(Extract to read):
────────────────

# Why no business class on commuter rail?



## Joel N. Weber II (Nov 2, 2008)

Why is it that commuter rail trains in the US don't ever seem to have a business class option? It's somehow seeming unlikely to me that it's really the case that nobody would want to pay for it if it were available.


----------



## AlanB (Nov 2, 2008)

If I had to guess, it's probably because then you get into the idea that the public is now subsidizing someone's luxury. Granted that you could probably charge more than enough so that there actually wouldn't be any subsidy, but the critics would still try to claim it's happening. Besides most commuter ops are busy trying to figure out how to get more people into a car, not less.

That said, the LIRR does of a sort, have a business class. During the summer and late spring/early fall, they run a special car called Hampton's Reserve Service. They used to call it the Cannonball years ago.

I don't believe that the seats are any different in this car, but you do get a reserved/guaranteed seat and there is an attendant that caters to you with drinks and snacks at your seat.

Also, there is a private group in NJ that for many years paid NJT to haul their private car on the bottom of one of NJT's commuter trains. I'm not sure if this is still happening though. Something in the back of my mind says that I recall reading a story that they finally gave up and disbanded.


----------



## Joel N. Weber II (Nov 2, 2008)

AlanB said:


> If I had to guess, it's probably because then you get into the idea that the public is now subsidizing someone's luxury. Granted that you could probably charge more than enough so that there actually wouldn't be any subsidy, but the critics would still try to claim it's happening. Besides most commuter ops are busy trying to figure out how to get more people into a car, not less.


When we paid for the Big Dig to be more lanes wide than the minimum Interstate Highway standard of four lanes, we were also subsidizing someone's luxury. I think I've been through those tunnels less than once a year since they opened.

Is platform length vs train length really a huge problem for commuter ops these days? The MBTA Fitchburg Line trains that I see somewhat frequently are still single level, probably typically 4-5 coaches long.


----------



## AlanB (Nov 2, 2008)

Joel N. Weber II said:


> AlanB said:
> 
> 
> > If I had to guess, it's probably because then you get into the idea that the public is now subsidizing someone's luxury. Granted that you could probably charge more than enough so that there actually wouldn't be any subsidy, but the critics would still try to claim it's happening. Besides most commuter ops are busy trying to figure out how to get more people into a car, not less.

────────────────

(Problems):
- a) Answer these questions about the commuter rail business class thread:
(i) What special car does the LIRR run during the summer and late spring/early fall?
(ii) What does the thread give as the minimum Interstate Highway standard number of lanes?
(iii) How many coaches long are the MBTA Fitchburg Line trains typically, according to the poster?
- b) Please reproduce the part of the commuter rail business class thread that opens with the words containing "Why is it that" and closes with "it were available.".

[Items from a dataset]
────────────────

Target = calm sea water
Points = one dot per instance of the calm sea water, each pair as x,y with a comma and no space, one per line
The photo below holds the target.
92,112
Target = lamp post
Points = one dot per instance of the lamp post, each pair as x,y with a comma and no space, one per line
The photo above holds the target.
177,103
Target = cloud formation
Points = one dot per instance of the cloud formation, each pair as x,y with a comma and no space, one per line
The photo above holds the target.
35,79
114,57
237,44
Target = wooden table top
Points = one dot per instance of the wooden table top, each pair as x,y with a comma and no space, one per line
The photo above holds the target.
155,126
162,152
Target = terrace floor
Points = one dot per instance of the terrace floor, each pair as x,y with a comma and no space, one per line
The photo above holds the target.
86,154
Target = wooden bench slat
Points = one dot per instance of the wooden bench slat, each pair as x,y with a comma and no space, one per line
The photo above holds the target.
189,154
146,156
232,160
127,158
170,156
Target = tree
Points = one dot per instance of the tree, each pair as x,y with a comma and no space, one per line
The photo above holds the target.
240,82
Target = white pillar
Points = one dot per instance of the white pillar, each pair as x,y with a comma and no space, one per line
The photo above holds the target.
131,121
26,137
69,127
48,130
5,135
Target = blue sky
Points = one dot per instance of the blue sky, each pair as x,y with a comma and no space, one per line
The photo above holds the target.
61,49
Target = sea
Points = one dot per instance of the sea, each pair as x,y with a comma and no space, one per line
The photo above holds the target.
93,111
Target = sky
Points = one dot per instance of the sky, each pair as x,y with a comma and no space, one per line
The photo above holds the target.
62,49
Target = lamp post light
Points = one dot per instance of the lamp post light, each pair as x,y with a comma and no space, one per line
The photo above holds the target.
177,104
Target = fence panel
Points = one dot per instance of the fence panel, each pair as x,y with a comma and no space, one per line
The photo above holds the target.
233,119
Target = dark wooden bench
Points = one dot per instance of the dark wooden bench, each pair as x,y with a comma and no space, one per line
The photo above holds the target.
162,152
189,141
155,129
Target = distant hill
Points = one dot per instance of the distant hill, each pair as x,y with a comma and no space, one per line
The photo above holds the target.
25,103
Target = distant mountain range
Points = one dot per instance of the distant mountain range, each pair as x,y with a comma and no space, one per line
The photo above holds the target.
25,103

────────────────

(The replies):
- a)
(i) Hampton's Reserve Service
(ii) Four lanes
(iii) Probably 4-5 coaches

- b)
Why is it that commuter rail trains in the US don't ever seem to have a business class option? It's somehow seeming unlikely to me that it's really the case that nobody would want to pay for it if it were available.